* [TRY IT]: Write out the whole listing exactly as it stands.

BEGIN

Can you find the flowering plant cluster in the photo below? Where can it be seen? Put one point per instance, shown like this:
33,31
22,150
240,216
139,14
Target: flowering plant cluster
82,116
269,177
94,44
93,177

END

* [TASK ANSWER]:
Can you find the flowering plant cluster in the photo below? Where can it be seen? Put one point per instance, shown like this:
33,31
22,150
240,216
139,14
Target: flowering plant cluster
82,116
269,177
94,44
93,177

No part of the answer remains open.